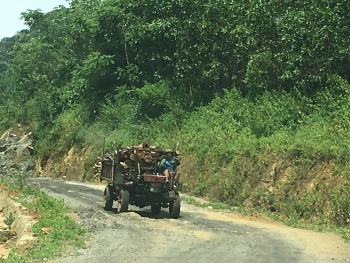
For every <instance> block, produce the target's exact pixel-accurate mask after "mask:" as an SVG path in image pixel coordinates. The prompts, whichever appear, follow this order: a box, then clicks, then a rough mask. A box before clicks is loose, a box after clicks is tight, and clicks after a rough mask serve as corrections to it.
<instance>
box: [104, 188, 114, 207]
mask: <svg viewBox="0 0 350 263" xmlns="http://www.w3.org/2000/svg"><path fill="white" fill-rule="evenodd" d="M103 196H104V204H105V206H104V209H105V210H106V211H111V210H112V207H113V189H112V187H111V186H110V185H107V186H106V188H105V190H104V194H103Z"/></svg>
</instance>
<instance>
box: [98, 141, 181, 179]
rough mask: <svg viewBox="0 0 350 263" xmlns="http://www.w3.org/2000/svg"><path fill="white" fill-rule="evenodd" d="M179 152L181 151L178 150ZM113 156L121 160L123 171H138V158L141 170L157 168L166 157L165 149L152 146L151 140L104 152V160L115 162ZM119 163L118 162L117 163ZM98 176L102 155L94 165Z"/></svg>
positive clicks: (118, 161)
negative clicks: (162, 160) (163, 159)
mask: <svg viewBox="0 0 350 263" xmlns="http://www.w3.org/2000/svg"><path fill="white" fill-rule="evenodd" d="M176 154H179V151H176ZM113 156H115V161H116V162H119V167H118V169H119V171H120V172H121V173H131V172H135V171H137V169H138V167H137V160H138V161H139V163H140V169H141V170H148V171H150V170H151V171H152V170H156V168H157V167H158V166H159V162H160V160H161V159H163V158H165V151H164V150H162V149H161V148H160V147H158V146H151V145H150V143H149V142H144V143H142V144H140V145H138V146H130V147H123V148H119V149H118V150H116V151H115V155H114V154H113V151H111V152H107V153H105V154H104V162H110V163H112V162H113ZM116 164H117V165H118V163H116ZM94 168H95V173H96V175H95V176H96V177H98V176H99V175H100V169H101V157H99V163H98V164H96V165H95V166H94Z"/></svg>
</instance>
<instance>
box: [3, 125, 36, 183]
mask: <svg viewBox="0 0 350 263" xmlns="http://www.w3.org/2000/svg"><path fill="white" fill-rule="evenodd" d="M11 131H12V129H9V130H7V131H6V132H5V133H4V134H3V135H2V136H1V137H0V174H6V175H7V176H9V177H13V176H15V175H18V174H29V175H31V174H32V173H33V170H34V168H35V163H34V160H33V159H32V158H31V155H32V153H33V147H32V142H33V140H32V139H31V137H30V136H31V132H29V133H26V134H24V135H23V136H21V137H20V136H17V135H16V134H14V133H11Z"/></svg>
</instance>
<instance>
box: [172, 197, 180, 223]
mask: <svg viewBox="0 0 350 263" xmlns="http://www.w3.org/2000/svg"><path fill="white" fill-rule="evenodd" d="M175 197H176V199H175V200H173V201H171V202H170V204H169V216H170V218H173V219H178V218H179V216H180V210H181V200H180V195H179V194H176V196H175Z"/></svg>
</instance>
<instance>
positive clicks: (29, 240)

> TASK TO CARRY OUT:
Can you lay out every line of the records above as a Markdown table with the columns Row and Text, numbering each row and skipping blank lines? Leave the pictures out.

> TASK OUTPUT:
| Row | Text |
|---|---|
| 1 | For every <instance> block, produce the target's exact pixel-accurate mask after "mask:" as an SVG path in image pixel coordinates. The prompts, whichever appear, follow this order: a box, then clicks, then a rough mask. A box before clicks is loose, a box after clicks is tight, and clicks after a rough mask serve as corrections to it. |
| 2 | <instance> |
| 3 | box: [104, 188, 114, 207] |
| 4 | mask: <svg viewBox="0 0 350 263" xmlns="http://www.w3.org/2000/svg"><path fill="white" fill-rule="evenodd" d="M103 196H104V204H105V206H104V209H105V210H106V211H111V210H112V207H113V189H112V187H111V186H110V185H107V186H106V188H105V190H104V194H103Z"/></svg> |
| 5 | </instance> |
| 6 | <instance> |
| 7 | box: [98, 141, 181, 179] |
| 8 | rough mask: <svg viewBox="0 0 350 263" xmlns="http://www.w3.org/2000/svg"><path fill="white" fill-rule="evenodd" d="M179 152L181 151L178 150ZM113 156L121 160L123 171H138V158L141 170L157 168L166 157L165 149L152 146L151 140L104 152V160L115 162ZM119 163L118 162L117 163ZM98 176L102 155L94 165Z"/></svg> |
| 9 | positive clicks: (118, 161) |
| 10 | negative clicks: (162, 160) (163, 159) |
| 11 | mask: <svg viewBox="0 0 350 263" xmlns="http://www.w3.org/2000/svg"><path fill="white" fill-rule="evenodd" d="M176 154H179V151H176ZM113 156H115V161H116V162H119V167H118V169H119V171H120V172H121V173H131V172H135V171H137V169H138V167H137V160H138V161H139V163H140V169H141V170H148V171H150V170H151V171H152V170H156V168H157V167H158V166H159V162H160V160H161V159H163V158H165V151H164V150H162V149H161V148H160V147H158V146H151V145H150V143H149V142H144V143H142V144H140V145H138V146H130V147H123V148H119V149H118V150H116V151H115V155H114V154H113V151H111V152H107V153H105V154H104V162H110V163H112V162H113ZM116 164H117V165H118V163H116ZM94 168H95V173H96V175H95V176H96V177H98V176H99V175H100V169H101V157H99V163H98V164H96V165H95V166H94Z"/></svg> |
| 12 | </instance> |
| 13 | <instance> |
| 14 | box: [3, 125, 36, 183] |
| 15 | mask: <svg viewBox="0 0 350 263" xmlns="http://www.w3.org/2000/svg"><path fill="white" fill-rule="evenodd" d="M11 131H12V129H9V130H7V131H6V132H5V133H4V134H3V135H2V136H1V137H0V174H6V175H7V176H9V177H13V176H15V175H18V174H29V175H31V174H32V173H33V170H34V168H35V163H34V160H33V159H32V158H31V155H32V153H33V147H32V142H33V140H32V139H31V137H30V136H31V132H29V133H26V134H24V135H23V136H21V137H20V136H17V135H16V134H14V133H11Z"/></svg> |
| 16 | </instance> |
| 17 | <instance> |
| 18 | box: [172, 197, 180, 223] |
| 19 | mask: <svg viewBox="0 0 350 263" xmlns="http://www.w3.org/2000/svg"><path fill="white" fill-rule="evenodd" d="M175 197H176V199H175V200H173V201H171V202H170V204H169V216H170V218H173V219H178V218H179V216H180V210H181V200H180V195H179V194H176V196H175Z"/></svg> |
| 20 | </instance> |
| 21 | <instance> |
| 22 | positive clicks: (29, 240) |